◆ Challenge
Copy the lines below word for word, keeping every character and line break as it appears.

(Excerpt from the dataset)
===============

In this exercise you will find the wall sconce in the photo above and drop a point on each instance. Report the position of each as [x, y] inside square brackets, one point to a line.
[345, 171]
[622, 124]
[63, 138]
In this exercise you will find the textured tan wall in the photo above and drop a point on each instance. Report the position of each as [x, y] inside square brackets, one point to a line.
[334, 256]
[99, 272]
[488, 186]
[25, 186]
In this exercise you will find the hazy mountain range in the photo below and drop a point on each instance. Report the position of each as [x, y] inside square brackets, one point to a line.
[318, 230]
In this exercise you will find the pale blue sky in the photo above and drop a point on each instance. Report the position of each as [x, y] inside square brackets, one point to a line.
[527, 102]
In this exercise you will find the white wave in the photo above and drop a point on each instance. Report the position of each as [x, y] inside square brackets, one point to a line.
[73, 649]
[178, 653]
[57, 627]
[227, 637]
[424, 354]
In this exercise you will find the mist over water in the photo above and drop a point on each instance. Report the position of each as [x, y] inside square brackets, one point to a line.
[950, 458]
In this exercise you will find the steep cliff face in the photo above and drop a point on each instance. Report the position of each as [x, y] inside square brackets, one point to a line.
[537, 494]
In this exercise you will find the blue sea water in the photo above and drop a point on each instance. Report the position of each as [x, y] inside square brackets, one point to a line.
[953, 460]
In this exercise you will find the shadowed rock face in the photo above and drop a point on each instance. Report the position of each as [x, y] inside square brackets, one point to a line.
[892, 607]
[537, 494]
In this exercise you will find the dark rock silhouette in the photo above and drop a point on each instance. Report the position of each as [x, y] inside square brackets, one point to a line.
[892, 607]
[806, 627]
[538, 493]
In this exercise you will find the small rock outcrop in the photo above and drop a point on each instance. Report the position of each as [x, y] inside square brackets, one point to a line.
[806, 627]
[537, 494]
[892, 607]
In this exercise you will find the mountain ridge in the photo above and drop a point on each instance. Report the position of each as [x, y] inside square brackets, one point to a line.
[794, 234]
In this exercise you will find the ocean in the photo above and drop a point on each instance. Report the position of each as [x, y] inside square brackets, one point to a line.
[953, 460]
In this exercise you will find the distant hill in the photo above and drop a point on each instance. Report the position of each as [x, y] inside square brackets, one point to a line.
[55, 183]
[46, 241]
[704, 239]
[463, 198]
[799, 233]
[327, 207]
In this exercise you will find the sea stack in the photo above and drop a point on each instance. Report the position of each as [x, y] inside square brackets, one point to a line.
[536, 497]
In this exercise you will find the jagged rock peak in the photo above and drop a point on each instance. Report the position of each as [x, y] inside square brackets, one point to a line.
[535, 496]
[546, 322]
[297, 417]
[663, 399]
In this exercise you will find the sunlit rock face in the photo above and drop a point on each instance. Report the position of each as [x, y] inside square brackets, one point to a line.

===============

◆ Written solution
In this exercise you will find the wall sconce in the photo above and drop a point on each instance. Report the position of each as [x, y] inside square brackets, one point to a line.
[345, 171]
[622, 124]
[63, 138]
In this exercise you will find the textured tan wall in the photo above and drop a point on each instance. Report the position of each as [x, y] inside square brackets, one point to a line.
[334, 256]
[99, 272]
[488, 186]
[25, 186]
In this exercise you will find the hazy mountain range in the photo below and drop a point on each instance. Report the position of each as [x, y] inside square brackets, one point to a line.
[318, 230]
In this exercise you will find the pale blue sky in the photo above and drop a point on each instance. Report the position of each as [x, y] inside square brackets, one point to a line.
[527, 102]
In this exercise you will find the white wave in the photo above and drop a point on each instance. Report the position of each as [x, y] inside square brackets, one point to a line.
[73, 649]
[178, 653]
[57, 627]
[227, 637]
[424, 354]
In this exercise you will find the mist over water in the photo above and drop a point on each instance. Report the position of each as [x, y] inside square brackets, one point to a line.
[950, 458]
In this exercise you will find the steep cliff face in the photo above and drop a point on each instance. Report the position of each as [x, y] inside square brackets, one point to a line.
[537, 494]
In this exercise you will find the blue sea water in the photo above and drop a point on each instance. Report the position of each as [x, y] inside square brackets, one point to a line.
[953, 460]
In this exercise you will find the shadowed rock face in the photo above and drop a point on each instance. Report the position of each as [x, y] inside square brackets, one point to a line.
[892, 607]
[537, 494]
In this exercise you will find the dark rock silhouette in the photo above and drop a point on each instance. Report the position of each as [x, y] inside square brackets, one point to a line.
[892, 607]
[806, 627]
[538, 493]
In this exercise you will find the small rock outcrop in the photo above and drop a point on each instance. Report the position of each as [x, y] inside square brackets, one point to a line.
[806, 627]
[537, 494]
[892, 607]
In this exercise you will find the mountain ridge in the photo above and drop a point on each instance. Report the position of each as [x, y] inside square brackets, one point to a line.
[794, 234]
In this exercise you will find the ocean in the photo above and drop a point on each instance. Report the position of each as [x, y] inside square brackets, one point to a line.
[953, 460]
In this exercise you will find the distant hill in the photo above and drop a point on each instance. Report the position of each as [x, y] inside square brackets, one point to a line.
[55, 183]
[46, 241]
[704, 239]
[463, 198]
[799, 233]
[327, 207]
In this exercise you will find the sea stack in the photo above and drop a point on each instance. Report the position of each as [x, y] inside square brackets, one point to a line.
[536, 497]
In this exercise you will find the jagged rock peak in the photo above and drop a point on each instance. Report the position of each as [x, y] inside square brackets, one point to a line.
[535, 496]
[546, 322]
[297, 417]
[663, 399]
In this exercise you will find the sunlit rock face in the photo above and drop a point on each instance. Report the position of each as [x, y] inside square brackets, one point to a line.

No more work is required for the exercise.